THE DATA section start
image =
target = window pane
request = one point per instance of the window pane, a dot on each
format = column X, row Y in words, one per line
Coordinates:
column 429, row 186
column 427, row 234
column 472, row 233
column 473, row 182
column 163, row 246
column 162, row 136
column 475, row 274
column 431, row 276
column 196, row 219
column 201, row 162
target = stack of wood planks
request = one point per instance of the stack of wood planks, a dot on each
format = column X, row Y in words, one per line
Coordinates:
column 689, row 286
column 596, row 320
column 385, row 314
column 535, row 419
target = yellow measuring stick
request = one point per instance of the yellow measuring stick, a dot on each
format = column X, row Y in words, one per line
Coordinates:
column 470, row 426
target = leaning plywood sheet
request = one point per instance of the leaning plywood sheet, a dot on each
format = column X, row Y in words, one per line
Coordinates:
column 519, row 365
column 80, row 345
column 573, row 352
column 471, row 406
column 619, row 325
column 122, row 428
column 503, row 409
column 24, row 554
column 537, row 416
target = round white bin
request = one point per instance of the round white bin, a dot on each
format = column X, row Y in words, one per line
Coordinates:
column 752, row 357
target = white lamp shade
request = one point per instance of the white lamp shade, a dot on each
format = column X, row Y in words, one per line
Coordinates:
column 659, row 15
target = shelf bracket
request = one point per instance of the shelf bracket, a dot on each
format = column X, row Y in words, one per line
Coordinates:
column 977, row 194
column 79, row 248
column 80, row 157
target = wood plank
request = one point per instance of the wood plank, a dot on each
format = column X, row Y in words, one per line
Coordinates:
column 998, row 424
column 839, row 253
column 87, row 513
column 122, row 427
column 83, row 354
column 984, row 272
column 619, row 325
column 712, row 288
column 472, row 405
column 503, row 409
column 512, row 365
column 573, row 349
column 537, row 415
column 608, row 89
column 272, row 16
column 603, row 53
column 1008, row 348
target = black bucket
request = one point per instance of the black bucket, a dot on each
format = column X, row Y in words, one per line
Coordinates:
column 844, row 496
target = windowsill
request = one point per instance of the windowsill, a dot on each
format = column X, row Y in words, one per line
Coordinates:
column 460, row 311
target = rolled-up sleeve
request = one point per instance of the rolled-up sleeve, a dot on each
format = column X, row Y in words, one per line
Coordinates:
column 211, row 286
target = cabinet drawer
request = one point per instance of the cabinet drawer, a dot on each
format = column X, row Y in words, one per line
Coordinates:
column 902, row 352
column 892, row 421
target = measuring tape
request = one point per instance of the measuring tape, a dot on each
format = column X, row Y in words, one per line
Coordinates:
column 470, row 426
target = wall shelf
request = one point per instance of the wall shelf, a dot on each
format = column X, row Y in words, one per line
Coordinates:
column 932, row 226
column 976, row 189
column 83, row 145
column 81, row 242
THE DATA section end
WHAT IS NEEDED — The required output is every line above from the one with "request = one point per instance of the white" down to the one with "target = wood plank", restated word for word, ends included.

YOUR RESPONSE —
request = one point per instance of the white lamp shade, a dot on each
format = column X, row Y in words, one per line
Coordinates:
column 659, row 15
target = shelf bracket
request = one point per instance of the shelf bracket, a dot on each
format = column X, row Y in words, one per line
Coordinates:
column 977, row 194
column 79, row 248
column 80, row 157
target = wood plank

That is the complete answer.